## [Fragmento del documento]
####################

Estábamos expectantes por alcanzar la sala de Don Quijote, el lugar que vio nacer y morir a Pedro IV. Fue comedor real hasta que la reina María cedió la estancia a Carlota Joaquina para su primer encuentro con el futuro rey Juan VI. En ella había dado a luz a sus hijos. Los florones de las paredes representaban escenas del ingenioso hidalgo. Javier Moro daba una pauta del paralelismo que pudiera haber entre el personaje novelesco y el rey que fue contra los designios de su padre y de su hermano:

Desde la más tierna infancia, le habían acunado con historias del Quijote, y él se sentía un poco como un caballero andante, porque valoraba la gloria y el honor más que nada en la vida, más que el poder, o que el dinero.

####################

## [Tarea A]
Transcribe del fragmento sobre la sala de Don Quijote todo el texto que va desde "Estábamos expectantes por" hasta "que el dinero.".
## [Tarea B]
Según el fragmento sobre la sala de Don Quijote, ¿qué representaban los florones de las paredes?
Respóndase solo con lo que dice el fragmento.

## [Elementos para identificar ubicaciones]

####################

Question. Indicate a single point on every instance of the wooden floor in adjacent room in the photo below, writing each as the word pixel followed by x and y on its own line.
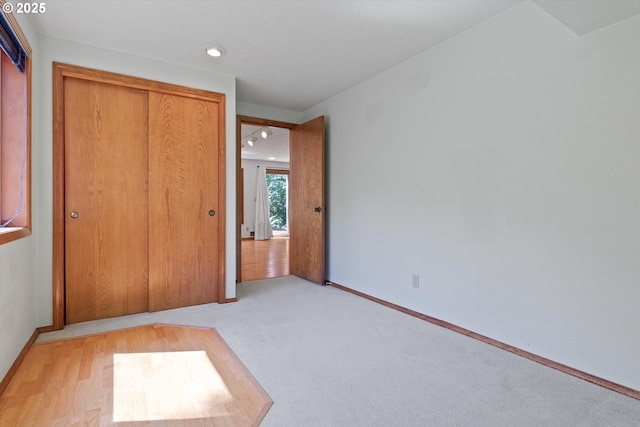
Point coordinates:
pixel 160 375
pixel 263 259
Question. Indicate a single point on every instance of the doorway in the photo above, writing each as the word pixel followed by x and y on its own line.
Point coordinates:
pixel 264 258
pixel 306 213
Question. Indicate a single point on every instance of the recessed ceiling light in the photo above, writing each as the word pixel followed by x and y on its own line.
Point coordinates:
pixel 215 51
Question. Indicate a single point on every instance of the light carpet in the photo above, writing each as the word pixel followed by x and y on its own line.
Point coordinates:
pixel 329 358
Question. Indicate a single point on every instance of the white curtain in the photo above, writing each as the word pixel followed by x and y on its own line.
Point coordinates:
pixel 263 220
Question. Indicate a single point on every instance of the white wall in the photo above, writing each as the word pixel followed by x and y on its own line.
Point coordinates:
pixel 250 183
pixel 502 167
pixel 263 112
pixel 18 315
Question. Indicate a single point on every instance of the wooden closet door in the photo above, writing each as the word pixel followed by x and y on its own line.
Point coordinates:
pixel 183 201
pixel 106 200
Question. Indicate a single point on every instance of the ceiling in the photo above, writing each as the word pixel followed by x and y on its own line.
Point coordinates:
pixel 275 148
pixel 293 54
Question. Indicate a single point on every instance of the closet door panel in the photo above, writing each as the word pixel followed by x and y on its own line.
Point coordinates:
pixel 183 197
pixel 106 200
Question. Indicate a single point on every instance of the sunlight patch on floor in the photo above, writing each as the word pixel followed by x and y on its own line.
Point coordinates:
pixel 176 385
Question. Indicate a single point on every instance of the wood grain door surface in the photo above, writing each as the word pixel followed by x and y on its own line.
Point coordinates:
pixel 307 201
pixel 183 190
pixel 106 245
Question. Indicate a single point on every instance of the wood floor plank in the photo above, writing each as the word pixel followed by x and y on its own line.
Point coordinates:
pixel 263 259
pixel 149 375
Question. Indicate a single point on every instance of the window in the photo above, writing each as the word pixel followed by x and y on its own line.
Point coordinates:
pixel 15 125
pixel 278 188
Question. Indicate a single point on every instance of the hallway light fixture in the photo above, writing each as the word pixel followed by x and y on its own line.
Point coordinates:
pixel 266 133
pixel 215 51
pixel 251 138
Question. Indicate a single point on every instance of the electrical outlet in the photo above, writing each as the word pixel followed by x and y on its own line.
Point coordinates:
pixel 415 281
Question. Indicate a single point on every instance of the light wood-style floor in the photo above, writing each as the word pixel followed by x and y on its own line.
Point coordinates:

####################

## [Respuesta completa A]
Estábamos expectantes por alcanzar la sala de Don Quijote, el lugar que vio nacer y morir a Pedro IV. Fue comedor real hasta que la reina María cedió la estancia a Carlota Joaquina para su primer encuentro con el futuro rey Juan VI. En ella había dado a luz a sus hijos. Los florones de las paredes representaban escenas del ingenioso hidalgo. Javier Moro daba una pauta del paralelismo que pudiera haber entre el personaje novelesco y el rey que fue contra los designios de su padre y de su hermano:

Desde la más tierna infancia, le habían acunado con historias del Quijote, y él se sentía un poco como un caballero andante, porque valoraba la gloria y el honor más que nada en la vida, más que el poder, o que el dinero.

## [Respuesta completa B]
Escenas del ingenioso hidalgo.